- PROBLEM TO WORK ON -
Copy the lines below verbatim, beginning with the line that includes "dark top, one" and continuing to the end; leave out everything before it.
##########
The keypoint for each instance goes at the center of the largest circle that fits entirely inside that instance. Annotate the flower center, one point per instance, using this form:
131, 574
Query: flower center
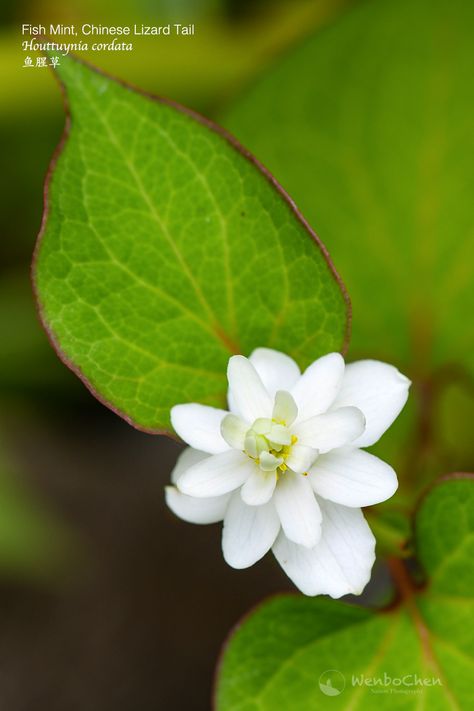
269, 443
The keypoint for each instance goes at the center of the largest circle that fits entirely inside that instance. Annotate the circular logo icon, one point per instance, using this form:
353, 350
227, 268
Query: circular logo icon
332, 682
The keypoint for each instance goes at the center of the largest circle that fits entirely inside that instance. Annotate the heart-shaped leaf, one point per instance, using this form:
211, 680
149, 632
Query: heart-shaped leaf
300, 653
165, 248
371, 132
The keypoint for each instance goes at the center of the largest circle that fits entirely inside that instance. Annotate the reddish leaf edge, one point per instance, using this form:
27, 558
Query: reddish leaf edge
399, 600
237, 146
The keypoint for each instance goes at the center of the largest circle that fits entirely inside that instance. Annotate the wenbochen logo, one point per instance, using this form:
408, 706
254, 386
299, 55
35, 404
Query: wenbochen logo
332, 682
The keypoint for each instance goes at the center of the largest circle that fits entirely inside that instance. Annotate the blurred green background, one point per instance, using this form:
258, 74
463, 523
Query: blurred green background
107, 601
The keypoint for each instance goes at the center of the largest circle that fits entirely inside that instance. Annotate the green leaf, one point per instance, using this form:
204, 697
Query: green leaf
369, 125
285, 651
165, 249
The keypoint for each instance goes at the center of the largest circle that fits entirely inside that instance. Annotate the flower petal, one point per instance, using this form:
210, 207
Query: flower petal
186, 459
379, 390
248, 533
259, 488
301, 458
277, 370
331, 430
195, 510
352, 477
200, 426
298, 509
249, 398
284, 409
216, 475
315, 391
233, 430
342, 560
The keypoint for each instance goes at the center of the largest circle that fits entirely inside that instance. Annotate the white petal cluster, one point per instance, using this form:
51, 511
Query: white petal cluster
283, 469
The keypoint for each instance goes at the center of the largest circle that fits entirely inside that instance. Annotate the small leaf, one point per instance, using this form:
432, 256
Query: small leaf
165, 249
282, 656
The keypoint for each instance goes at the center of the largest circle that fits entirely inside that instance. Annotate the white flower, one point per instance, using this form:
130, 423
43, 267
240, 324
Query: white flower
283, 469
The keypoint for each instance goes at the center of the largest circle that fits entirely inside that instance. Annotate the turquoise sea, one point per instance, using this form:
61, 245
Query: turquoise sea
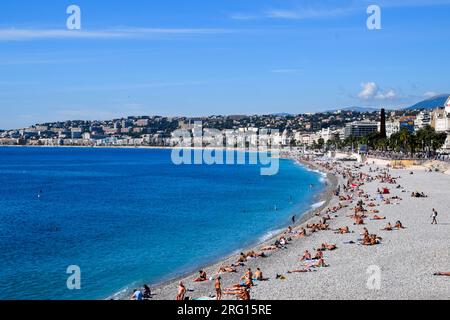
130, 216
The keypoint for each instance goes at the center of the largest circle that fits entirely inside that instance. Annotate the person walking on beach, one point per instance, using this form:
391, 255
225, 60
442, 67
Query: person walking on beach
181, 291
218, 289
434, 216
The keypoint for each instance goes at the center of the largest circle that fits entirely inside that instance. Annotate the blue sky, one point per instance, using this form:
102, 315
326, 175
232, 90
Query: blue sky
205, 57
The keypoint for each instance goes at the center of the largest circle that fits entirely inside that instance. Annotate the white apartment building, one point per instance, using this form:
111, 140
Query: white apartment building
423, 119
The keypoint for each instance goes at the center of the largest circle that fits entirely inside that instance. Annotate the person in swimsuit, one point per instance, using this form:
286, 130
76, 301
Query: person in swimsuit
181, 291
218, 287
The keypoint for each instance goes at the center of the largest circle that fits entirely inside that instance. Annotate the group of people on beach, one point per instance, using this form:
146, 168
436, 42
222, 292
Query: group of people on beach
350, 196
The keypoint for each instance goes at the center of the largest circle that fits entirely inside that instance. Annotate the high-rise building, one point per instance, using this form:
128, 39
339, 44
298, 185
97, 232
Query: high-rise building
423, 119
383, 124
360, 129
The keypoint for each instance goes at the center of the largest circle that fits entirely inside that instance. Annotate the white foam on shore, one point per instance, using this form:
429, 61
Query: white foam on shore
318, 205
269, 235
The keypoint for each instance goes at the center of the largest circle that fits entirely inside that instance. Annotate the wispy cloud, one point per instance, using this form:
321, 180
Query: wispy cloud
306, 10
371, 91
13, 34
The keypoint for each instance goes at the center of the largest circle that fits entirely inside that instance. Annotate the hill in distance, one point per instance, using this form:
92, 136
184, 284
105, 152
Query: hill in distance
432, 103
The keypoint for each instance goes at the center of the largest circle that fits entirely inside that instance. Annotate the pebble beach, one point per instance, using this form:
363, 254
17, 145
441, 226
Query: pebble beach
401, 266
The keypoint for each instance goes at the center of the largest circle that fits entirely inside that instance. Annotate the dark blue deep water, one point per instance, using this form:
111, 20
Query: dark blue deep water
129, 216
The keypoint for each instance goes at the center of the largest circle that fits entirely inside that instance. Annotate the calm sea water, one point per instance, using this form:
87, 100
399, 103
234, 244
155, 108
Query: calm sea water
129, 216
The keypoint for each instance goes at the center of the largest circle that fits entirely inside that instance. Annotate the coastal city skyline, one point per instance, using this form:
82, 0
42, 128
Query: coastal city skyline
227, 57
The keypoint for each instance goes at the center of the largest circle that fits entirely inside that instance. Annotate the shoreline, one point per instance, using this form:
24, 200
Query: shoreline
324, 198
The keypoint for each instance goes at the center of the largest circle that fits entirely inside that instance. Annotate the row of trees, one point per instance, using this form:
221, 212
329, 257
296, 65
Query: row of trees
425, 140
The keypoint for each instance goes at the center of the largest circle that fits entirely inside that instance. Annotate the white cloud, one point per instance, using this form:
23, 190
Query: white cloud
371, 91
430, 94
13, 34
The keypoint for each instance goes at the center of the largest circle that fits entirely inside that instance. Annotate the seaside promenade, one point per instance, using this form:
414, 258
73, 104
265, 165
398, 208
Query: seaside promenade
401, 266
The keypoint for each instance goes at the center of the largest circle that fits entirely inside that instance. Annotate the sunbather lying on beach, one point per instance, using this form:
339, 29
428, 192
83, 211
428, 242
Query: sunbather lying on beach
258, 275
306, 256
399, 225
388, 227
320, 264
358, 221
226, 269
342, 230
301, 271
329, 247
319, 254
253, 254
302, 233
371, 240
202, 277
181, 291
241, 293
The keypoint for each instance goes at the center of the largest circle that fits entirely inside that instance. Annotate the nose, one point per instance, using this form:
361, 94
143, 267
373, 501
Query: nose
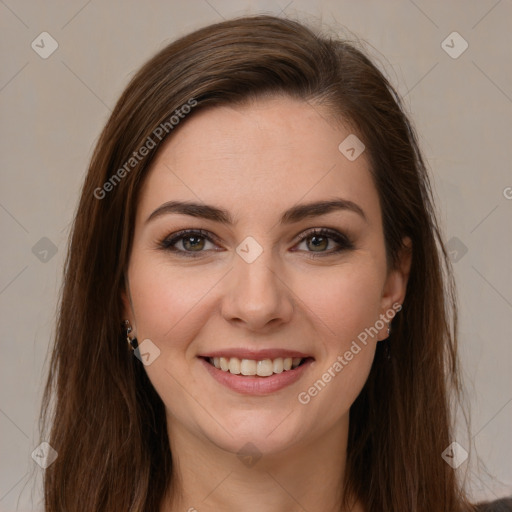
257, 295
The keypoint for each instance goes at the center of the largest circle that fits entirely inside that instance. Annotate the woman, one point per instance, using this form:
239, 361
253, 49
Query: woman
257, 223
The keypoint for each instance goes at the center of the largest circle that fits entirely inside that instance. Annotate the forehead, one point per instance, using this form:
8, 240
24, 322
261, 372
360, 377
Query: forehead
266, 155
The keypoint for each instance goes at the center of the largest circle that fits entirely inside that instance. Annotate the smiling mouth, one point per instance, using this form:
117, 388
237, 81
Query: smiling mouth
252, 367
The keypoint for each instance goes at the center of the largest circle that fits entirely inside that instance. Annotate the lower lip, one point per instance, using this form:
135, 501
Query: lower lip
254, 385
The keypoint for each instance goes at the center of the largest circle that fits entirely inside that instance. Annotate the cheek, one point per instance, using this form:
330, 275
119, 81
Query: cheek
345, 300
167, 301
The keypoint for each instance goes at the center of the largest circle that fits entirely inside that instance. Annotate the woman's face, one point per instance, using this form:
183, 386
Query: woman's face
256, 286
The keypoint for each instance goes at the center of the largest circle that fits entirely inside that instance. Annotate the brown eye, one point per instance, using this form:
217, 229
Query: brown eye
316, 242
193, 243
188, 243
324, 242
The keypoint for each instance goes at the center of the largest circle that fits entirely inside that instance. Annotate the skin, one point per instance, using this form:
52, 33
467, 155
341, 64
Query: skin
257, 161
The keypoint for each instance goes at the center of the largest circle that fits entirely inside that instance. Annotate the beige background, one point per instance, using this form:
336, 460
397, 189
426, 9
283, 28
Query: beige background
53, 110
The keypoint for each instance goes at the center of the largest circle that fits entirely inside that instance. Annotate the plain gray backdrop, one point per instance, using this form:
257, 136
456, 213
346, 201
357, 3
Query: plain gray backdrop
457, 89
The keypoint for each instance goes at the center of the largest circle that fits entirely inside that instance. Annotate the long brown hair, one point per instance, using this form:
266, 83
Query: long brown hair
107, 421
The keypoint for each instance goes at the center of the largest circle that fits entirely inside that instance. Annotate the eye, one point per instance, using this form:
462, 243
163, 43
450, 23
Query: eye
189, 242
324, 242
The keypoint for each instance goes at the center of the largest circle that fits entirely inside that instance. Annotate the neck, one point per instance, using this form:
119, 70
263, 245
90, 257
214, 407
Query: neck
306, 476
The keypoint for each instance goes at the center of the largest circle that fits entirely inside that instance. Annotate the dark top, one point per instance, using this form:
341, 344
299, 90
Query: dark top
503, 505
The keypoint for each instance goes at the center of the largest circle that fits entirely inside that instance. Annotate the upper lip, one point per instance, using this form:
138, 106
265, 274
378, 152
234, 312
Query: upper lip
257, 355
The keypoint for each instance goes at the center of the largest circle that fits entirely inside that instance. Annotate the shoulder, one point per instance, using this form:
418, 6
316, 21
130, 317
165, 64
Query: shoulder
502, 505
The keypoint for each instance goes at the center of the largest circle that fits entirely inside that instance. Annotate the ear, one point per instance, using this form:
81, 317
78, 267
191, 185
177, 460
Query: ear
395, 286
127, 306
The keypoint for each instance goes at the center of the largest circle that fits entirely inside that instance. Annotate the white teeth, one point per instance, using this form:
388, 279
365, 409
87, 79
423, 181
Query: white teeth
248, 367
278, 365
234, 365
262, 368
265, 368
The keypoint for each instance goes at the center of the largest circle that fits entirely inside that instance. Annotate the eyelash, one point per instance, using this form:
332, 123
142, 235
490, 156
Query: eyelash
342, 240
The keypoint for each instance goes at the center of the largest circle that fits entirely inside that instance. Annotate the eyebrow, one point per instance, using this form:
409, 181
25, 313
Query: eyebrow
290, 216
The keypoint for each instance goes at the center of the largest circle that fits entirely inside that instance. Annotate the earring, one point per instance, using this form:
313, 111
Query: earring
##########
- RESPONSE -
The keypoint for each instance goes at the center of the largest circle that fits entirely inside that instance. Annotate the dark top, one point per instance, using this form:
341, 344
299, 90
Query: dark top
503, 505
The keypoint for each instance goes at the center of the largest circle that fits entirely inside that instance. Annotate the upper lip, one point per instance, using this form:
138, 106
265, 274
378, 152
234, 312
Query: upper lip
257, 355
The keypoint for each instance goes at the center of the largest circle that fits entirely inside that instance. Annotate the shoulder, one point per instance, using this form:
418, 6
316, 21
130, 317
165, 64
Query: shoulder
502, 505
The keypoint for each instance goes at the center of the largest circle that fits entirely inside that instance. Annotate the ear, one point per instance, using this form:
81, 317
78, 267
191, 185
177, 460
Query: ear
395, 286
127, 306
The keypoint for each instance goes at the center of the largest circle that fits entirely inside that instance. Annotate the white teeth, one point per instance, using this form:
388, 279
365, 409
87, 79
423, 181
Query: white teeth
248, 367
278, 365
234, 365
262, 368
265, 368
The keypoint for each instance goes at the center of the largest circle that fits entirely inside that instance. Annotate the eyelash, one point per instance, using this form:
332, 123
142, 235
490, 156
Query: eyelash
342, 240
The keypoint for each instance goes at the center of the largest circle that fits entirely inside that instance. Annotate the eyebrow, one point per instance, using this form:
409, 181
25, 313
Query: eyebrow
290, 216
The keypoint for each instance goes at the center of the largest circle that fits entirely inside that instance. Annotate the earring, one point per instance, using this form:
313, 111
Query: earring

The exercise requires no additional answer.